## START DATA IN THIS EXERCISE

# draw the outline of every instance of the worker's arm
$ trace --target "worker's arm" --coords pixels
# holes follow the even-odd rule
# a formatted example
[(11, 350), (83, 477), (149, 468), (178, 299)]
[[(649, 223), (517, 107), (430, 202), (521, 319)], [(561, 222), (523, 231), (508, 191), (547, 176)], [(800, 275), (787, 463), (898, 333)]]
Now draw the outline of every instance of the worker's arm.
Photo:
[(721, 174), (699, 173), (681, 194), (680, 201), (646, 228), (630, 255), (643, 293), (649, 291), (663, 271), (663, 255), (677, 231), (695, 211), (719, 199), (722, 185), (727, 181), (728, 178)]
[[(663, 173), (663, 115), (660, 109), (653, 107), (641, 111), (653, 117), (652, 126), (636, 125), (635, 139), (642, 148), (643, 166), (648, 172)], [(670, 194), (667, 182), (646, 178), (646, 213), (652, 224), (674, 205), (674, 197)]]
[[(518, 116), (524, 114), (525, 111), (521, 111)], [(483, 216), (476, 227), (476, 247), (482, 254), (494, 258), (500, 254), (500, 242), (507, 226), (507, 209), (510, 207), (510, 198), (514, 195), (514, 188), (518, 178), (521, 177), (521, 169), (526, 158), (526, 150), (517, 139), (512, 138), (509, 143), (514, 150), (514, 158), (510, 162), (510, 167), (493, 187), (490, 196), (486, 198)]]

## END DATA IN THIS EXERCISE
## START DATA IN THIS EXERCISE

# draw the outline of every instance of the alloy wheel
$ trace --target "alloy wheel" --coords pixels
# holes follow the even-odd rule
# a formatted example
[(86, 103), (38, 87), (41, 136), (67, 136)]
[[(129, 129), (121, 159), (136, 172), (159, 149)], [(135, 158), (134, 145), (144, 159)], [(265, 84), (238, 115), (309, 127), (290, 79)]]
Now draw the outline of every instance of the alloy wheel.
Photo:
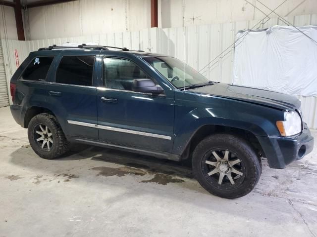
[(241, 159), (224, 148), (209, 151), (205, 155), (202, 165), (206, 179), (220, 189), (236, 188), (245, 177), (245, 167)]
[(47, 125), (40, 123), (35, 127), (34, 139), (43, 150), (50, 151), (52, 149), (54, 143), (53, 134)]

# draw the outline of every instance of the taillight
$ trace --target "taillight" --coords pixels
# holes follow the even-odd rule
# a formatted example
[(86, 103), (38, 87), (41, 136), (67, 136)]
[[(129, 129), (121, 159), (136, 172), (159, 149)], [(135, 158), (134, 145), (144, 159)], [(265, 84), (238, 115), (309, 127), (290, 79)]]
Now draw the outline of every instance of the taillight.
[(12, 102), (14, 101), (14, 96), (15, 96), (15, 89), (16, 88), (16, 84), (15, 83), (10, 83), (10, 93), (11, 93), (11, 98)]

## END DATA IN THIS EXERCISE
## START DATA IN THIS EXERCISE

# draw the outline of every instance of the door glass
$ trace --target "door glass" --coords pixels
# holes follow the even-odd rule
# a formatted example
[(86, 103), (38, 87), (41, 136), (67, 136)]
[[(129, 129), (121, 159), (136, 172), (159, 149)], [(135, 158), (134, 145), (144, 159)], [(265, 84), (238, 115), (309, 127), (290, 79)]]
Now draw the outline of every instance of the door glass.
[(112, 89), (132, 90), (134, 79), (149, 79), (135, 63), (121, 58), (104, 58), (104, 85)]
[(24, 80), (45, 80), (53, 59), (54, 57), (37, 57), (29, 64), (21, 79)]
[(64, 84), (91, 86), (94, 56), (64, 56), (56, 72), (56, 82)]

## END DATA IN THIS EXERCISE

Reproduce the lines of the records from the line containing "# draw the outline of every instance of the alloy" through the line containing "93), (11, 98)]", including both of those lines. Leave the pictures out of your answer.

SOLUTION TO THIS PROBLEM =
# draw the outline of every instance of the alloy wheel
$ trace --target "alloy wheel" --coords pixels
# holes follow the even-odd rule
# a formatted example
[(86, 103), (38, 87), (41, 136), (67, 136)]
[[(129, 129), (121, 159), (136, 172), (159, 149)], [(135, 158), (134, 145), (144, 159)], [(265, 84), (238, 115), (309, 127), (290, 79)]]
Now draw the outline of every instance of the alloy wheel.
Photo:
[(241, 159), (224, 148), (209, 151), (205, 155), (202, 165), (206, 179), (220, 189), (236, 188), (245, 177), (245, 167)]
[(47, 125), (40, 123), (35, 127), (34, 139), (43, 150), (50, 151), (52, 149), (54, 143), (53, 134)]

# draw the outline of every instance of the taillight
$ trace --target "taillight" --coords pixels
# holes follow the even-odd rule
# a formatted example
[(86, 103), (38, 87), (41, 136), (67, 136)]
[[(129, 129), (121, 159), (136, 172), (159, 149)], [(135, 158), (134, 145), (144, 159)], [(265, 84), (238, 115), (309, 127), (290, 79)]]
Now draw the outline of every instance of the taillight.
[(12, 102), (14, 101), (14, 96), (15, 96), (15, 89), (16, 88), (16, 84), (15, 83), (10, 83), (10, 93), (11, 93), (11, 98)]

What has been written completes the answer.